[start EXCERPTED DATA]
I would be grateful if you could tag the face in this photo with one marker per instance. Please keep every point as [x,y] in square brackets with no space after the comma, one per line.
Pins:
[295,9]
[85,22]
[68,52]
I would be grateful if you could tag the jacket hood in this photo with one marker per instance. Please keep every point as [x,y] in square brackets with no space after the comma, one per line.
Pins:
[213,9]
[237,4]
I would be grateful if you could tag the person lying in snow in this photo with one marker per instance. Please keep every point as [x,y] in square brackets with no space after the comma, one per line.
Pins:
[end EXCERPTED DATA]
STATED EXERCISE >>
Please reproduce all of the entries above as a numbered list, leaving out any blank lines.

ANSWER TO THE EXERCISE >>
1. I would be grateful if you could tag the face in this photo with one marker per instance. Please keep every point as [x,y] in square brackets with no space after the comma, one per line.
2. Pins:
3. [295,9]
4. [85,22]
5. [68,52]
6. I would be grateful if you could tag the jacket hood in this photo with one marker per instance. Please keep every point as [x,y] in square brackets with no space after the comma, one per line.
7. Pins:
8. [213,9]
9. [237,4]
10. I would be grateful if you could tag the person lying in snow in this photo with one marker per instance. Please keep every point as [x,y] in square brackets with no space after the comma, one per line.
11. Pins:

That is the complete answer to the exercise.